* WRITTEN TASK: Copy every one of the following rows verbatim, keeping each line in its original order.

* PROVIDED DATA:
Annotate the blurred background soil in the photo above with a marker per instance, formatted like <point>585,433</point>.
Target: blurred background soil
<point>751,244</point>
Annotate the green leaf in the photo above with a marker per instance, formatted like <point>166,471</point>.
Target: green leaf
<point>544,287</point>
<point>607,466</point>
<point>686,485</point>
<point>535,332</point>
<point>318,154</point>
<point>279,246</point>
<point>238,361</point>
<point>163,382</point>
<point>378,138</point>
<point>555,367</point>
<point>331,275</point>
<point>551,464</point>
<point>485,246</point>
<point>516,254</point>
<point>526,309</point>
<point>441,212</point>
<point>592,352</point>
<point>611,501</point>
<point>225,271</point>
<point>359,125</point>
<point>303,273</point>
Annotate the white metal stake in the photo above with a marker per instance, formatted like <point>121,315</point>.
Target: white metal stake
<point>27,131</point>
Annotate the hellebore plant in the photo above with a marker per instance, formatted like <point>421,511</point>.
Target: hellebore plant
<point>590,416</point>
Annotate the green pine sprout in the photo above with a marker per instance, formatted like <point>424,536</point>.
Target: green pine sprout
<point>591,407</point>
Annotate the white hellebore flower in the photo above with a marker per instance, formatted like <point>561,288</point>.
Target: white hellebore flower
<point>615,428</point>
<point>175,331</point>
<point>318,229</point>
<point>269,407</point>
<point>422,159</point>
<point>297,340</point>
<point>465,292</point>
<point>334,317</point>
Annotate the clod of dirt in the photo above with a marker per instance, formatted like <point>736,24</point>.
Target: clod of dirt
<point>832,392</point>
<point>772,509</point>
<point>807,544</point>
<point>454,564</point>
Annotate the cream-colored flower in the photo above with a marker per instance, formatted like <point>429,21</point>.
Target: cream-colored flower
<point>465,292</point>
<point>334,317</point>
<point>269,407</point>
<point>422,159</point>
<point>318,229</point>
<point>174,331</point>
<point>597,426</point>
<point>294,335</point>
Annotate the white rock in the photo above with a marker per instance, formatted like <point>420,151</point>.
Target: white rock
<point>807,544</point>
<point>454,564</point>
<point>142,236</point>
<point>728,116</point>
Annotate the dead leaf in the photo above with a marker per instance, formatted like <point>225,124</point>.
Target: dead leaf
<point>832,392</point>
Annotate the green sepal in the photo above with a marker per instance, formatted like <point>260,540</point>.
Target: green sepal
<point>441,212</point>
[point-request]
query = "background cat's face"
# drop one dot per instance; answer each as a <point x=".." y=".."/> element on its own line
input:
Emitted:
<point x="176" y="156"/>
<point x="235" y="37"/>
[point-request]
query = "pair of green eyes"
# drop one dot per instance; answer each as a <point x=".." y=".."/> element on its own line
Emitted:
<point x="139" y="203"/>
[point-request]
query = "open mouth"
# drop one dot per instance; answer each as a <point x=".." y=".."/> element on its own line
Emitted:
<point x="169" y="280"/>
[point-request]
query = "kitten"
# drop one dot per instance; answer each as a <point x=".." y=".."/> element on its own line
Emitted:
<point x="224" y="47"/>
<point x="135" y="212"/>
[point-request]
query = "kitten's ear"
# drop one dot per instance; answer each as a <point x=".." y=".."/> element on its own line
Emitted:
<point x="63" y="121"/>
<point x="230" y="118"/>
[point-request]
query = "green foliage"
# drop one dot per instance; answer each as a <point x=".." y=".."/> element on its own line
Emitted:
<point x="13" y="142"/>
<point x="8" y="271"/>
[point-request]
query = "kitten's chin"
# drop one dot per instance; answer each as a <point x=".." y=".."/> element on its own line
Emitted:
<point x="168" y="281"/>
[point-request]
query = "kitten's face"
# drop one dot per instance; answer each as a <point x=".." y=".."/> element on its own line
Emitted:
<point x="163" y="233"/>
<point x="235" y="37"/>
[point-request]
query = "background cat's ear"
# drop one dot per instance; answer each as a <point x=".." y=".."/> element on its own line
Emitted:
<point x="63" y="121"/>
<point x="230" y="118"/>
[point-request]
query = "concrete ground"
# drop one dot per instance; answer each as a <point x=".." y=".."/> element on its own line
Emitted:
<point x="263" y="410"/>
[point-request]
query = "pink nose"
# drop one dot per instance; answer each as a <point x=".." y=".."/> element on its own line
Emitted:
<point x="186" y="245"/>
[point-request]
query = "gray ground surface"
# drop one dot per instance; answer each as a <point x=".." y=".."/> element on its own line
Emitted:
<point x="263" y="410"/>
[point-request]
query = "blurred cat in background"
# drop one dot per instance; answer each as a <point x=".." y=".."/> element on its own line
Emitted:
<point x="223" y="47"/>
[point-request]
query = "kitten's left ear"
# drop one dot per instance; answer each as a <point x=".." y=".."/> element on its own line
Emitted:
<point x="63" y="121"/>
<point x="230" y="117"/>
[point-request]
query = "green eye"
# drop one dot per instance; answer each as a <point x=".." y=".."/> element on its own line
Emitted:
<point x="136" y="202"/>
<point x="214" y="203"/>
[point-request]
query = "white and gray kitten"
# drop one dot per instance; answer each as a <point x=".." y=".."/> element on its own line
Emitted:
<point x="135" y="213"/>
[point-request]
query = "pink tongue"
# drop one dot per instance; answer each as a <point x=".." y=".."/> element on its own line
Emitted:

* RESPONSE TO THIS TASK:
Annotate the blurred background soil in the photo above with a marker per instance, formatted like <point>585,433</point>.
Target: blurred background soil
<point>751,244</point>
Annotate the green leaf in the photo above with a marker per instance, formatted like <point>166,471</point>.
Target: green leaf
<point>544,287</point>
<point>607,466</point>
<point>686,485</point>
<point>535,332</point>
<point>318,154</point>
<point>279,246</point>
<point>238,361</point>
<point>163,382</point>
<point>378,138</point>
<point>555,367</point>
<point>331,275</point>
<point>551,464</point>
<point>485,246</point>
<point>516,254</point>
<point>526,309</point>
<point>441,212</point>
<point>592,352</point>
<point>611,501</point>
<point>225,271</point>
<point>359,125</point>
<point>303,273</point>
Annotate the white metal stake in the photo above with a marker per instance, formatted like <point>121,315</point>.
Target: white metal stake
<point>27,131</point>
Annotate the hellebore plant in the photo above with a marker per instance, formatted like <point>421,511</point>.
Target: hellebore plant
<point>590,416</point>
Annotate the green pine sprout in the photo above with a marker per instance, formatted like <point>424,536</point>.
Target: green pine sprout
<point>591,407</point>
Annotate the white hellebore flower in the photo above with a marker per instance, formatted like <point>561,288</point>.
Target: white hellebore flower
<point>615,428</point>
<point>175,331</point>
<point>318,229</point>
<point>269,407</point>
<point>422,159</point>
<point>297,340</point>
<point>465,292</point>
<point>334,317</point>
Annotate the clod of dirt in the photo above with a marker per instance, formatted like <point>736,24</point>.
Target: clod of dirt
<point>832,392</point>
<point>772,509</point>
<point>807,544</point>
<point>454,564</point>
Annotate the cream-colored flower in the photo above with a marker per instance, formatted like <point>429,21</point>.
Target: cream-colored flower
<point>465,292</point>
<point>334,317</point>
<point>269,407</point>
<point>422,159</point>
<point>318,229</point>
<point>174,331</point>
<point>597,426</point>
<point>294,335</point>
Annotate the white rock in the photo above with a marker per instance, formatted like <point>420,151</point>.
Target: white rock
<point>807,544</point>
<point>454,564</point>
<point>142,236</point>
<point>728,116</point>
Annotate the dead leaf in the photo above with a marker per instance, formatted like <point>225,124</point>.
Target: dead leaf
<point>832,392</point>
Annotate the green sepal in the photo above with a marker per instance, formatted like <point>260,540</point>.
Target: green sepal
<point>441,212</point>
[point-request]
query = "background cat's face"
# drop one dot per instance; answer each as a <point x=".." y=".."/> element on its own line
input:
Emitted:
<point x="176" y="156"/>
<point x="235" y="37"/>
[point-request]
query = "pair of green eyes"
# drop one dot per instance; answer each as a <point x=".." y=".."/> element on its own line
Emitted:
<point x="139" y="203"/>
[point-request]
query = "open mouth"
# drop one dot per instance; answer each as a <point x=".." y=".."/> element on its own line
Emitted:
<point x="169" y="280"/>
[point-request]
query = "kitten"
# drop one dot per instance; answer each as a <point x=".." y=".."/> element on its own line
Emitted:
<point x="224" y="47"/>
<point x="135" y="212"/>
[point-request]
query = "kitten's ear"
# drop one dot per instance; answer each as a <point x=".." y=".."/> element on its own line
Emitted:
<point x="63" y="121"/>
<point x="230" y="118"/>
[point-request]
query = "green foliage"
# drop one dot per instance; answer each as a <point x=".." y=".."/> element on its own line
Emitted:
<point x="13" y="142"/>
<point x="8" y="271"/>
[point-request]
query = "kitten's chin"
# drop one dot per instance; answer each as a <point x=".." y=".."/> element on its own line
Emitted:
<point x="168" y="281"/>
[point-request]
query = "kitten's face"
# drop one dot per instance; answer each as a <point x=".." y=".."/> element on its own line
Emitted:
<point x="163" y="233"/>
<point x="235" y="37"/>
[point-request]
query = "background cat's ear"
# drop one dot per instance; answer each as a <point x=".." y=".."/> element on its own line
Emitted:
<point x="63" y="121"/>
<point x="230" y="118"/>
[point-request]
query = "concrete ground"
# drop one dot per instance; answer each as a <point x=".." y=".."/> element on its own line
Emitted:
<point x="263" y="410"/>
[point-request]
query = "pink nose"
# drop one dot per instance; answer each as a <point x=".." y=".."/> element on its own line
Emitted:
<point x="186" y="245"/>
[point-request]
query = "gray ground surface"
# drop one dot per instance; answer each as a <point x=".." y=".."/> element on its own line
Emitted:
<point x="263" y="410"/>
[point-request]
query = "blurred cat in background"
# drop one dot per instance; answer each as a <point x=".." y=".."/> element on its own line
Emitted:
<point x="223" y="47"/>
[point-request]
query = "kitten's left ear"
# drop one dot per instance; answer each as a <point x=".." y=".."/> element on its own line
Emitted:
<point x="63" y="121"/>
<point x="230" y="117"/>
[point-request]
query = "green eye"
# drop one dot per instance; answer each as a <point x=".." y=".."/> element on its own line
Emitted:
<point x="136" y="202"/>
<point x="214" y="203"/>
[point-request]
query = "white and gray kitten"
# drop one dot per instance; answer each as a <point x=".." y=".."/> element on its own line
Emitted:
<point x="135" y="213"/>
[point-request]
query = "pink tongue"
# drop one dot per instance; answer each as a <point x=".." y=".."/> element on its own line
Emitted:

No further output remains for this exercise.